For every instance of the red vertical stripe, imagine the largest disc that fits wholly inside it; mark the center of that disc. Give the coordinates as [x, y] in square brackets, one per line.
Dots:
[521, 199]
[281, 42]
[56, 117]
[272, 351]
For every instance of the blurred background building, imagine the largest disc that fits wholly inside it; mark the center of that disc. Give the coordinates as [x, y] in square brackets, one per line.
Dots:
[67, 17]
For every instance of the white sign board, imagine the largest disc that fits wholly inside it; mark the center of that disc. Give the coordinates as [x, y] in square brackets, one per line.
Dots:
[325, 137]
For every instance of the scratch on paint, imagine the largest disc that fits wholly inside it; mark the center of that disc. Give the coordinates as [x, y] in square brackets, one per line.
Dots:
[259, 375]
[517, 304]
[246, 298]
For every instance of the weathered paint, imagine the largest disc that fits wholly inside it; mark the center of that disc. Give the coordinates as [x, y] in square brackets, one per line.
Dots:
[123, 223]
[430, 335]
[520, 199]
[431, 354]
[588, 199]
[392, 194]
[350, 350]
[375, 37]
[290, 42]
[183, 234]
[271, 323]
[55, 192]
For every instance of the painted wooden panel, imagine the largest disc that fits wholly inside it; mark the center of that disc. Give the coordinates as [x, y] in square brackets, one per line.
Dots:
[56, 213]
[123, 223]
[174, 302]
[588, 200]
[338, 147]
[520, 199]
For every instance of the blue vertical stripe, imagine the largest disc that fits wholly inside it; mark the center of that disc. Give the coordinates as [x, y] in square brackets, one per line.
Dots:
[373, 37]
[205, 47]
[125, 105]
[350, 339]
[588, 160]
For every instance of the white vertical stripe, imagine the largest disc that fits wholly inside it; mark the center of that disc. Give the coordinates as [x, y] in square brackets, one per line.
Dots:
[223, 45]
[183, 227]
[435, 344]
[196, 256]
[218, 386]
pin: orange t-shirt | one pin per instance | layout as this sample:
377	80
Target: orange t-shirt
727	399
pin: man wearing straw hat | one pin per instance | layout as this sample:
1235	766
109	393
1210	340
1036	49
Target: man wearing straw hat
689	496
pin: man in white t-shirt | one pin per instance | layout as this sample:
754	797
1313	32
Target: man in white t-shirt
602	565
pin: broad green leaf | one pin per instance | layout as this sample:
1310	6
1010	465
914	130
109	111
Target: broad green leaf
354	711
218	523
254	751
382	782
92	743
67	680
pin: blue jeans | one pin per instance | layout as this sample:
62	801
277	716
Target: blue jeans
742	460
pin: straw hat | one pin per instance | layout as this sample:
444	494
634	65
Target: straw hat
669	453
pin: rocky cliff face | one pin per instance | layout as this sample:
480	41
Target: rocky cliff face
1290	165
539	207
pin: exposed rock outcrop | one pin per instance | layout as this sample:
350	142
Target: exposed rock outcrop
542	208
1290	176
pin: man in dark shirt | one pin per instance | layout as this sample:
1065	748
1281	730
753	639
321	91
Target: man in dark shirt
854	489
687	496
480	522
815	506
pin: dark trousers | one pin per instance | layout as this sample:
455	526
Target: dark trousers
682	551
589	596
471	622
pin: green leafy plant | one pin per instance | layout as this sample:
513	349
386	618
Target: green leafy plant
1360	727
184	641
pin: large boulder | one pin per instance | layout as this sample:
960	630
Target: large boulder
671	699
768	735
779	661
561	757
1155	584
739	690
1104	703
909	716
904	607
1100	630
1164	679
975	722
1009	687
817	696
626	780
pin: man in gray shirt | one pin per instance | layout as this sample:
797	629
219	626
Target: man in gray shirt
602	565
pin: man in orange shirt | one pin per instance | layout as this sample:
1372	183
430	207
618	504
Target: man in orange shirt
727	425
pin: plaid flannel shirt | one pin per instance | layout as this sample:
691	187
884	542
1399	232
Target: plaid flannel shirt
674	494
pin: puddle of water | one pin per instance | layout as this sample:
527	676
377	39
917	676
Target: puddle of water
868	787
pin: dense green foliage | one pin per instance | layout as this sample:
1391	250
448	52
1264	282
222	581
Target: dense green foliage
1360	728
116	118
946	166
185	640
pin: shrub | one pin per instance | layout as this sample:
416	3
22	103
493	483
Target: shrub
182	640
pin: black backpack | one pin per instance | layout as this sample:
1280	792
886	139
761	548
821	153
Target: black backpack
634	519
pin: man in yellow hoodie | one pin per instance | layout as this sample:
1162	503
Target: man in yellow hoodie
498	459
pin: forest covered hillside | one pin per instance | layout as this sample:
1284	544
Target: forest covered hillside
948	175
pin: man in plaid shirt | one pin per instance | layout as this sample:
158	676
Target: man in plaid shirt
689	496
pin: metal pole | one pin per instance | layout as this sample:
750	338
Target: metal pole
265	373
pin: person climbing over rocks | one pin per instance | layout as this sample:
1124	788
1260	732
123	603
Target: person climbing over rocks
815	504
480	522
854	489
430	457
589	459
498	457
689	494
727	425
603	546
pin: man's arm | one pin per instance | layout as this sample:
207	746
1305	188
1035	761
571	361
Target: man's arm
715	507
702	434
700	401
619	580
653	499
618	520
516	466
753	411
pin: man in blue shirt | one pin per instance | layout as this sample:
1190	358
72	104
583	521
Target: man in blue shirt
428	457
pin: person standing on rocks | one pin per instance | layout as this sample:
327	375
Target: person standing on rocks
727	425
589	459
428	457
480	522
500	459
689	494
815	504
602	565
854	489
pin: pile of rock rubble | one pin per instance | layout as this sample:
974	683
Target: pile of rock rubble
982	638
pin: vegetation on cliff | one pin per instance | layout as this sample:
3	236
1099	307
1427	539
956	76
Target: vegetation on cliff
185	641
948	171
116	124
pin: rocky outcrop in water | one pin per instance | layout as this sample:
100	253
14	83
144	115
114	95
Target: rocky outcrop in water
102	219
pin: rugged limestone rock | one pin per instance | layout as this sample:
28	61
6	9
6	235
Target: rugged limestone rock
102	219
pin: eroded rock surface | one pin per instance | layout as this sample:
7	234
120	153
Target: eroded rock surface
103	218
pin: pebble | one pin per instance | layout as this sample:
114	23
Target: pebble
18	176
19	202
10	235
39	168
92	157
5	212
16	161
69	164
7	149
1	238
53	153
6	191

● ● ●

**Your instructions**
An exact reproduction of the listing is needed.

**Task response**
For every instance of the red vertical stripe, imagine the largest disc that fits wholly inside it; mark the center of that disc. Give the coordinates as [x, y] in square brackets, one per line.
Dots:
[521, 199]
[281, 42]
[56, 117]
[272, 351]
For every instance of the blurred background building, imagine the largest disc that fits wholly inside it; mark the center of that disc. Give the coordinates as [x, y] in square brackets, one per line.
Dots:
[67, 17]
For every instance of the white sign board, imagine the largest disc that fits wholly inside it; mark the center of that disc. Give the coordinates as [x, y] in square brackets, one per line.
Dots:
[325, 137]
For every instance of the scratch on paint, imagine the largest disc that fits wholly inside it; mark the center of that disc. Give the coordinates as [x, y] in square brackets, one per line.
Dots:
[259, 375]
[517, 304]
[246, 298]
For every instance of the weathered paint, imagine the largest disc that fits wholly inside it; mark the center of that disc. Give the coordinates as [x, y] in square brackets, one per line.
Dots:
[123, 223]
[430, 335]
[520, 199]
[431, 354]
[588, 199]
[392, 194]
[350, 350]
[375, 37]
[290, 42]
[183, 234]
[271, 323]
[55, 192]
For every instance of the painted wooden panel, imagine the largest disc that fits wholly inside it; mark the center of that disc. Give the coordinates as [x, y] in square brackets, one per line.
Dots:
[56, 213]
[123, 223]
[174, 302]
[588, 200]
[338, 147]
[520, 199]
For every instance of the blue vertical stripe, imagine the largest disc that fits wholly inside it; mark the center of that disc. Give the coordinates as [x, y] in square brackets, one per line.
Dots:
[373, 37]
[205, 47]
[125, 105]
[350, 339]
[588, 160]
For every instance of the white vertical stripe, imagine the largest disc that fits wholly inside it; mark the center of that disc. Give the coordinates as [x, y] in square brackets, one per line.
Dots:
[223, 45]
[183, 227]
[435, 344]
[196, 256]
[218, 386]
pin: orange t-shirt | one pin per instance | layout as this sample:
377	80
Target: orange t-shirt
727	399
pin: man wearing straw hat | one pin per instance | layout as this sample:
1235	766
109	393
1210	340
1036	49
Target: man wearing straw hat
689	496
pin: man in white t-shirt | one pin per instance | layout as this sample:
754	797
1313	32
Target: man in white t-shirt
602	565
pin: broad green leaf | one pin per instance | layout as this sample:
1310	6
1010	465
914	130
109	111
Target: broad green leaf
354	711
218	523
254	751
382	782
92	743
67	680
pin: blue jeans | one pin per instance | layout as this sample:
62	801
277	716
Target: blue jeans
742	460
pin: straw hat | one pin per instance | layout as this sample:
444	494
634	65
Target: straw hat
669	453
pin: rocky cliff face | one pin per instance | layout as this sample:
480	41
Target: rocky cliff face
1290	165
539	207
pin: exposed rock outcrop | one pin per instance | layout as this sample:
350	142
Target: exposed rock outcrop
542	208
1290	176
pin: man in dark shirt | one pin per instance | layout as this sample:
1065	748
1281	730
753	639
321	91
Target: man in dark shirt
854	489
687	496
480	522
815	506
pin: dark trousers | one pin per instance | layout as this sample:
455	526
Target: dark trousers
682	551
589	596
471	622
pin: green leafy plant | one pin per instance | layout as this sample:
513	349
386	618
Target: green leafy plant
1360	727
184	641
pin: large boulder | one pin per instance | layout as this sample:
960	630
Target: large boulder
671	699
768	735
779	661
561	757
1155	584
739	690
1104	703
909	716
904	607
1100	630
1164	679
975	722
1009	687
817	696
626	780
pin: man in gray shirt | one pin per instance | layout as this sample:
797	629
219	626
Target: man in gray shirt
602	565
pin: man in orange shirt | one pin per instance | layout as this sample:
1372	183
430	207
618	504
Target: man in orange shirt
727	425
pin: plaid flannel shirt | one pin per instance | layout as this sample:
691	187
884	542
1399	232
Target: plaid flannel shirt
674	494
pin: puddle of water | one pin per instance | layout as this sample:
527	676
377	39
917	676
Target: puddle of water
868	787
pin: dense green foliage | one pin per instance | layout as this sample:
1391	250
448	52
1264	282
222	581
Target: dense green foliage
1360	728
116	118
946	166
185	640
pin: shrub | one pin per instance | layout as this sample:
416	3
22	103
493	483
Target: shrub
182	640
pin: black backpack | one pin per instance | layout as this sample:
1280	792
886	139
761	548
821	153
Target: black backpack
634	519
pin: man in yellow hoodie | one pin per instance | layout as this sample:
1162	503
Target: man in yellow hoodie
498	459
pin: forest covered hillside | one pin per instance | layout as this sample:
1284	544
Target: forest covered hillside
948	175
pin: man in plaid shirt | one pin per instance | layout as this sample:
158	676
Target: man in plaid shirt
689	496
pin: metal pole | one pin per instance | layout as this sample:
750	338
Target: metal pole
265	373
pin: person climbing over rocks | one pin per instance | layout as this sample:
1124	788
1260	732
123	603
Target: person climbing over rocks
815	504
480	522
854	489
430	457
589	459
498	457
689	494
727	425
603	546
pin: man's arm | one pin per instance | layout as this sample:
207	746
1305	188
1035	761
571	361
Target: man's arm
715	507
702	434
700	401
619	580
653	499
618	520
516	466
753	411
pin: man in blue shirt | one pin per instance | layout as this sample:
1190	358
72	104
583	521
Target: man in blue shirt
428	457
pin: person standing on rocks | one pin per instance | layout as this sample:
327	375
Target: person standing on rocks
727	425
589	459
428	457
480	522
500	459
689	494
815	504
602	565
854	489
pin: pile of rock rubble | one pin per instance | layout as this sample:
974	683
Target: pile of rock rubble
982	638
pin: vegetation on cliff | one pin per instance | layout as this sample:
3	236
1099	307
1427	539
956	76
Target: vegetation on cliff
185	641
948	171
116	124
pin: rocky outcrop in water | one pin per instance | layout as this sample:
100	253
14	83
144	115
114	95
Target: rocky outcrop in water
102	219
pin: rugged limestone rock | one pin per instance | layout as this sample:
28	61
6	9
6	235
Target: rugged limestone rock
102	219
pin: eroded rock surface | one pin per instance | layout as this sample:
7	234
120	153
Target: eroded rock surface
103	218
pin: pebble | one pin per instance | layout as this sample:
114	23
Target: pebble
18	176
19	202
10	235
39	168
92	157
5	212
16	161
69	164
7	149
1	238
53	153
6	191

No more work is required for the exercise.